- Required action -
An identical transcription of the records is required.

- Stored records -
---

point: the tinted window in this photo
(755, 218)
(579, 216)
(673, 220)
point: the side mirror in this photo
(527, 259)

---

- Exercise response -
point: the tinted window in this photo
(755, 218)
(579, 216)
(673, 220)
point: the side mirror in this photo
(527, 259)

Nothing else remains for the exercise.